Excerpt from a dataset:
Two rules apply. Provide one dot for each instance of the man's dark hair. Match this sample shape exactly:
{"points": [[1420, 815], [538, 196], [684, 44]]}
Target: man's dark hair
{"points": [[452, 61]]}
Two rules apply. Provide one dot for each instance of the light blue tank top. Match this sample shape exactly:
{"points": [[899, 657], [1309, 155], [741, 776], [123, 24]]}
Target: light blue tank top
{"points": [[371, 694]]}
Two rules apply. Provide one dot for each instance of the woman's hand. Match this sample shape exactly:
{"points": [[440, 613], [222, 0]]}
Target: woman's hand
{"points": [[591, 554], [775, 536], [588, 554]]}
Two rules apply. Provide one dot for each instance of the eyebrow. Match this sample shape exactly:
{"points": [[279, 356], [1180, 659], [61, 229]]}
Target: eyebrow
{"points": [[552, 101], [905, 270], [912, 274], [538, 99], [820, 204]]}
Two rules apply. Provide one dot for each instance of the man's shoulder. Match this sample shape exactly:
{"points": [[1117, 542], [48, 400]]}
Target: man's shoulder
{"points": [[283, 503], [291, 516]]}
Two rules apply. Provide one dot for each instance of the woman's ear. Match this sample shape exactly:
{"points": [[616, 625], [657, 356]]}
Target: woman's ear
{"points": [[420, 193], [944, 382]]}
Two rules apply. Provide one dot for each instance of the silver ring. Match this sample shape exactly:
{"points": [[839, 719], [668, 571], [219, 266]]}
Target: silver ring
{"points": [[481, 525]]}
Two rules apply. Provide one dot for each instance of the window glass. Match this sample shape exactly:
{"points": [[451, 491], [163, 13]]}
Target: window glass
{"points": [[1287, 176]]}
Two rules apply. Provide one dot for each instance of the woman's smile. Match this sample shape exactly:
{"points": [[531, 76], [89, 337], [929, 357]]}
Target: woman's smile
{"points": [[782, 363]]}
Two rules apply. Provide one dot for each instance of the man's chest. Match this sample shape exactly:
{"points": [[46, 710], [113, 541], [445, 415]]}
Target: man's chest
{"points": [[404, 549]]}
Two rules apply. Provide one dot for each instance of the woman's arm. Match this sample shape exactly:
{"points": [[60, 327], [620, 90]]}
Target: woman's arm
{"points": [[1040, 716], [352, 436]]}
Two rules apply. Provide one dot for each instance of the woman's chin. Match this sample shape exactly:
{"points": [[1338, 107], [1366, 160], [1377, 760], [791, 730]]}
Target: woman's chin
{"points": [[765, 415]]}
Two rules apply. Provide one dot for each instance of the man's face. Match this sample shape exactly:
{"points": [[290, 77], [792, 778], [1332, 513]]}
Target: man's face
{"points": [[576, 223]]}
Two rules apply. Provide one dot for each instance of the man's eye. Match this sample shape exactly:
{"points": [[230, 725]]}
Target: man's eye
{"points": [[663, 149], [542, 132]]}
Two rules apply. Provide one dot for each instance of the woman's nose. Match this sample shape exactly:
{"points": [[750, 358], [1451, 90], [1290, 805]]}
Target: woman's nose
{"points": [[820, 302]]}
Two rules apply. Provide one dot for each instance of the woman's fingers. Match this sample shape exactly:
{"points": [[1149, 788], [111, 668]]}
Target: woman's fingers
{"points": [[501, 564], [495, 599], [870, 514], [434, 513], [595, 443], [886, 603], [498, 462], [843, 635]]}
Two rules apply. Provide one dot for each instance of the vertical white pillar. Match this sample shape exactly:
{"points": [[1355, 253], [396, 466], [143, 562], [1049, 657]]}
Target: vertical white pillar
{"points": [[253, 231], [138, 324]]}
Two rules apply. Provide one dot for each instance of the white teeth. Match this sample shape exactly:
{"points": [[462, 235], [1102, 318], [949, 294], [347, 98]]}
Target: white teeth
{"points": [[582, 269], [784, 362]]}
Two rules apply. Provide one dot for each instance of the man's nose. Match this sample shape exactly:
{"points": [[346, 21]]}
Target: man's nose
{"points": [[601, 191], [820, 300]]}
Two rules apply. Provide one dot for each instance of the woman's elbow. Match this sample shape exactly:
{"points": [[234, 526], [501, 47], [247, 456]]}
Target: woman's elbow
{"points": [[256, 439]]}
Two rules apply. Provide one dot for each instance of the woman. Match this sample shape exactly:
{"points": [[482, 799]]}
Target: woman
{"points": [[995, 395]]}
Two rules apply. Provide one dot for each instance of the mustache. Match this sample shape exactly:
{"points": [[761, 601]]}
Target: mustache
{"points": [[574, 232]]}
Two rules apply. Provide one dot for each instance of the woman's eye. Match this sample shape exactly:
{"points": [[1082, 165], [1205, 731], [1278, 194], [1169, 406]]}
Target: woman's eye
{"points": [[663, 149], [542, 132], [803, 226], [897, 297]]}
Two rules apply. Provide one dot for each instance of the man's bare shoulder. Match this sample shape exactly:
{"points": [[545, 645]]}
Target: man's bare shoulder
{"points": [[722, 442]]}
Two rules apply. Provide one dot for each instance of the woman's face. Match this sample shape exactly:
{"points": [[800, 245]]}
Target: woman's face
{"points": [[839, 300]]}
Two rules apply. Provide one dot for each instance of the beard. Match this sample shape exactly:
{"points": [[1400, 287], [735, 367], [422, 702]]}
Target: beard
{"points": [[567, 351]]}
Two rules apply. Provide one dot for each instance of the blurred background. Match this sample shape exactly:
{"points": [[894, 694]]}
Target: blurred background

→ TASK: Each line above must be reproduced exactly as it stands.

→ RESULT:
Two rules apply. Provide one dot for each instance of the man's dark hair. Match this sample shape exactly:
{"points": [[1420, 815], [538, 196], [684, 44]]}
Target: man's dark hair
{"points": [[452, 61]]}
Two rules apply. Provide one dot for each instance of the light blue tank top. Match this sample shape exactly:
{"points": [[899, 657], [1309, 155], [741, 776], [123, 24]]}
Target: light blue tank top
{"points": [[371, 694]]}
Two rules apply. Provide one dot for each instance of the woman's hand. Match this sample shape exactly:
{"points": [[440, 613], [222, 0]]}
Target: woman's hand
{"points": [[591, 554], [775, 536], [588, 554]]}
Two rules apply. Provide one dot for each instance of the eyebrow. Match this sample shape exactly:
{"points": [[279, 356], [1180, 659], [61, 229]]}
Target: eyebrow
{"points": [[552, 101], [905, 270], [912, 274], [538, 99], [820, 204]]}
Two rules apply. Provide one dot for each instance of the man's shoulder. Match this sample shape exactly:
{"points": [[1117, 542], [48, 400]]}
Target: man's shoulder
{"points": [[283, 503], [291, 516]]}
Two rules apply. Provide one dot for each instance of the woman's ear. Match this sample shape exactly:
{"points": [[616, 625], [657, 356]]}
Target: woman's ear
{"points": [[420, 193], [944, 382]]}
Two rules apply. Provide one dot for each instance of the silver ring. Match this sample shape exactly:
{"points": [[839, 719], [668, 571], [219, 266]]}
Target: silver ring
{"points": [[481, 525]]}
Two rules apply. Provide one dot for each instance of the window glass. Match this sample shape exactly:
{"points": [[451, 491], [163, 13]]}
Target: window glass
{"points": [[1287, 176]]}
Two rules apply. Provide one dot for each instance of the woman's smile. Match this sample shape exactly:
{"points": [[531, 76], [89, 337], [929, 357]]}
Target: woman's smile
{"points": [[782, 363]]}
Two rules apply. Provide one dot for each instance of the man's chest. Match this sample shape exactly:
{"points": [[46, 710], [113, 541], [445, 415]]}
Target: man's chest
{"points": [[404, 549]]}
Two rules apply. Provide one dot for each instance of the woman's arm. Match this sample shape exactly:
{"points": [[60, 327], [620, 90]]}
Target: woman's arm
{"points": [[1040, 716], [352, 436]]}
Two rules apply. Provide one dot for each instance of the woman's chin. Match this sample shape exactly:
{"points": [[1338, 107], [1366, 160], [1377, 760], [791, 730]]}
Target: woman's chin
{"points": [[765, 415]]}
Two rules apply. Provide one dot for each instance of the man's face. Match this sample shape exactly:
{"points": [[290, 77], [792, 778], [1332, 513]]}
Target: man's face
{"points": [[576, 223]]}
Two rules apply. Provide one dot for each instance of the man's eye. Match this sample shape exactly:
{"points": [[230, 725]]}
Target: man's eye
{"points": [[663, 149], [542, 132]]}
Two rules apply. Provide one dot for each instance of the woman's nose. Match this sample shape exactly:
{"points": [[750, 358], [1451, 90], [1290, 805]]}
Target: woman's nose
{"points": [[820, 302]]}
Two rules apply. Provide one dot for each instance of the woman's fingers. Match this sample shape exactly:
{"points": [[1149, 788], [111, 668]]}
Target: woman's fingers
{"points": [[501, 564], [495, 599], [870, 514], [434, 513], [595, 443], [886, 603], [498, 462], [843, 635]]}
Two rules apply. Provide one dot for each instance of the vertical white pillar. Match this sample shape exactly:
{"points": [[1355, 253], [396, 466], [143, 562], [1049, 657]]}
Target: vertical white pillar
{"points": [[253, 231], [138, 324]]}
Two rules apply. Provide one dot for each instance of the white teeth. Match this sample shape exactly:
{"points": [[462, 235], [1102, 318], [949, 294], [347, 98]]}
Target: white teeth
{"points": [[582, 269], [784, 362]]}
Two rules apply. Provide one dot for each instance of the man's nose. Match this sample shape exactly:
{"points": [[346, 21]]}
Target: man's nose
{"points": [[601, 191], [820, 300]]}
Two rules apply. Provide one dot for each instance of the woman's elbow. Match this sample shape exactly:
{"points": [[234, 526], [501, 47], [247, 456]]}
Target: woman's elbow
{"points": [[256, 439]]}
Two rules apply. Provide one dot for each instance of the woman. Match this sample shape exactly:
{"points": [[482, 799]]}
Target: woman
{"points": [[995, 395]]}
Two rules apply. Provide one dot for each instance of the mustache. Match this sample shape exactly:
{"points": [[761, 601]]}
Target: mustache
{"points": [[574, 232]]}
Two rules apply. Provide one dot for each instance of the woman's eye. Match this sample shape exactly:
{"points": [[1082, 165], [1205, 731], [1278, 194], [1169, 406]]}
Target: woman's eye
{"points": [[663, 149], [542, 132], [803, 226], [897, 297]]}
Two rules apply. Provide one dot for each instance of the man's bare shoulder. Match this sample shape exactly:
{"points": [[545, 645]]}
Target: man's bare shoulder
{"points": [[722, 442]]}
Two rules apply. Provide one dot for each instance of the woman's face. Match this sample shape exactly:
{"points": [[800, 245]]}
Target: woman's face
{"points": [[839, 300]]}
Two rules apply. Provide one dot for each instance of the beard. Match this sample shape exactly:
{"points": [[1400, 287], [735, 367], [422, 702]]}
Target: beard
{"points": [[567, 351]]}
Two rules apply. Provide one dot for each instance of the blurred background. Match this sample shape exactly:
{"points": [[894, 694]]}
Target: blurred background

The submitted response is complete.